In the records, from the start through the line holding "M124 75L123 76L123", inclusive, switch "every instance" to "all instances" and give those lines again with nothing else changed. Leave the pictures out of your answer.

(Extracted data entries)
+ + + + + + +

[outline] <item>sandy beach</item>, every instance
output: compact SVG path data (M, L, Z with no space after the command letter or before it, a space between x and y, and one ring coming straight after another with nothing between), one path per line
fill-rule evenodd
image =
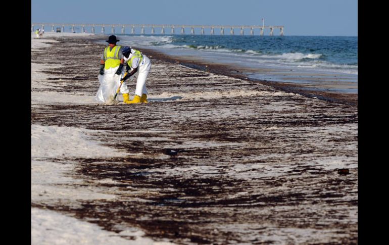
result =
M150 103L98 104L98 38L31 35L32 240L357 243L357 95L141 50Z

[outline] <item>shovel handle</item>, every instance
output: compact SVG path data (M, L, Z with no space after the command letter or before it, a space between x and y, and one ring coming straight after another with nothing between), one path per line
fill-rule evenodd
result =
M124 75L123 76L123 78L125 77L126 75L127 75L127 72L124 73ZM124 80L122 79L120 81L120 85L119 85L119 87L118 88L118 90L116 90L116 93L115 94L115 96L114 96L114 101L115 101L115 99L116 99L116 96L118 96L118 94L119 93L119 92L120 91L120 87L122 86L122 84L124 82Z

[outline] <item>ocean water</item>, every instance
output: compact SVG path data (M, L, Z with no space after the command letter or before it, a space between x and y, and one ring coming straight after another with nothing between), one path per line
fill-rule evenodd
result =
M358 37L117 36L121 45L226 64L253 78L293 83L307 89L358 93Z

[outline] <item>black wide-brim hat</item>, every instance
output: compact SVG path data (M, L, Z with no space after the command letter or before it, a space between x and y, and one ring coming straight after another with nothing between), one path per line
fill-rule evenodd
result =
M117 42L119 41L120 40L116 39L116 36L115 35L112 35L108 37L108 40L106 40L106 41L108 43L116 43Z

+ + + + + + +

**TASK RESULT:**
[outline] <item>sandy beach</item>, all instances
output: compact SVG path data (M, L, Z with no space after the command letter or before it, a space between x and y, and one ring coming straight after another with nothing between), one path per line
fill-rule evenodd
image =
result =
M150 103L98 104L98 38L31 35L32 240L357 243L357 95L141 50Z

[outline] <item>shovel handle</item>, all instances
output: compact SVG path data (M, L, Z with no space after the command letter or before it, a space between x and y, and one ring coming straight after another with nothing between), one path per line
fill-rule evenodd
result =
M124 75L123 76L123 78L125 77L126 75L127 75L127 72L124 73ZM124 80L122 79L120 81L120 85L119 85L119 87L118 88L118 90L116 90L116 93L115 94L115 96L114 96L114 101L115 101L115 99L116 99L116 96L118 96L118 94L119 93L119 92L120 91L120 87L122 86L122 84L124 82Z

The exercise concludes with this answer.